Intensity modulated arc therapy technique using sliding window dynamic multileaf collimation

The goal of external beam radiotherapy is to deliver a homogeneous tumouricidal radiation dose to a planned target volume (PTV) while sparing surrounding healthy tissue and avoiding critical structures. The PTV should encompass the tumour as well as subclinical invasions, with margins to account for variations in patient set up and allowance for tumour movement.; Traditional radiation therapy planning techniques employ the application of a number of open rectangular fields to achieve this aim. These fields may be shaped with lead blocks or a multileaf collimator in order to conform better to the target outline. Further improvements in delivery can be realised by employing fields that have non-uniform intensity profiles in order to correct for tissue heterogeneities and surface irregularities, as well as to conform high dose regions as closely as possible to prescribed treatment volumes or conformally avoid critical structures. Using non-uniform intensity fields is known as intensity modulated radiation therapy (IMRT).; While non-uniform intensities have been traditionally realised with static physical attenuators, there is increasing use of dynamic multileaf collimation (DMLC). These can modulate either single incident fields (as in step and shoot or sliding window DMLC), or a series of contiguous transverse slices delivered by a rotating modulated slit beam. The latter technique, called tomotherapy, requires a dedicated unit or a linac fitted with a specialised modulator. Alternately, a highly conformal 3D-dose distribution can be achieved by using multiple concentric arcs with an aperture defined at all angles by a varying MLC shape. This has been referred to as intensity modulated arc therapy (IMAT). IMAT has been touted as an alternative to tomotherapy that requires no specialised equipment beyond what is often present.; A model is presented for an improved IMAT delivery scheme. This involves the determination of multileaf motions as a function of gantry angle, which will produce conformal dose distributions in a single arc. The aperture is delivered using a series of sliding window DMLC segments during gantry rotation. Dosimetric verification of fields delivered, as well as comparisons to other conformal techniques, is presented.

→ **Task instructions**
In the abstract on intensity modulated arc therapy, how is the aperture delivered during gantry rotation in the proposed delivery scheme?

(Point localization listing)
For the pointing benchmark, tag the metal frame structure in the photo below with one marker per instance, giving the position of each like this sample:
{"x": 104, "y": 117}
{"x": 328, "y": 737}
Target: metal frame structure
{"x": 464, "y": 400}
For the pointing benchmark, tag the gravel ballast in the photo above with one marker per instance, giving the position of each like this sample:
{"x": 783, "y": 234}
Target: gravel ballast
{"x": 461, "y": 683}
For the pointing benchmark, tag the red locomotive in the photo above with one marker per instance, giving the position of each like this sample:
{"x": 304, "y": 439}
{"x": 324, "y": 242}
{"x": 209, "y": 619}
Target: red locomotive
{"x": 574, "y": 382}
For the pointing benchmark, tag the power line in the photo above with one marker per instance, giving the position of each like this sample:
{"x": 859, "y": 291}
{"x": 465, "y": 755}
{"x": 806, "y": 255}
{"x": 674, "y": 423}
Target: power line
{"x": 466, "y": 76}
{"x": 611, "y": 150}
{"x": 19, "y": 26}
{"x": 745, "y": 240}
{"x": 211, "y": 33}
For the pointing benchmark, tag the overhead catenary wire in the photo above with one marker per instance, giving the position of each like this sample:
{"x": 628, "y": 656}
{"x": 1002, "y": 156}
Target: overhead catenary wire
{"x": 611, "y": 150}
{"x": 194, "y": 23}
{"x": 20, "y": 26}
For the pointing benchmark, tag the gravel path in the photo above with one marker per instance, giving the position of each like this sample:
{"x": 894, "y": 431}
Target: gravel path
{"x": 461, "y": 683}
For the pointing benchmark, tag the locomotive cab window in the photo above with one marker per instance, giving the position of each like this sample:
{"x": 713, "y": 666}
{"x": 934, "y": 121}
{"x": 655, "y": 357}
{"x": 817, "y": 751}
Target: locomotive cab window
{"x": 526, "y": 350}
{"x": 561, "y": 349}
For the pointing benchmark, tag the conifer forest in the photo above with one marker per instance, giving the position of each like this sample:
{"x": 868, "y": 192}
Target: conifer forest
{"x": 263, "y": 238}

→ **Response**
It is delivered using a series of sliding window DMLC segments.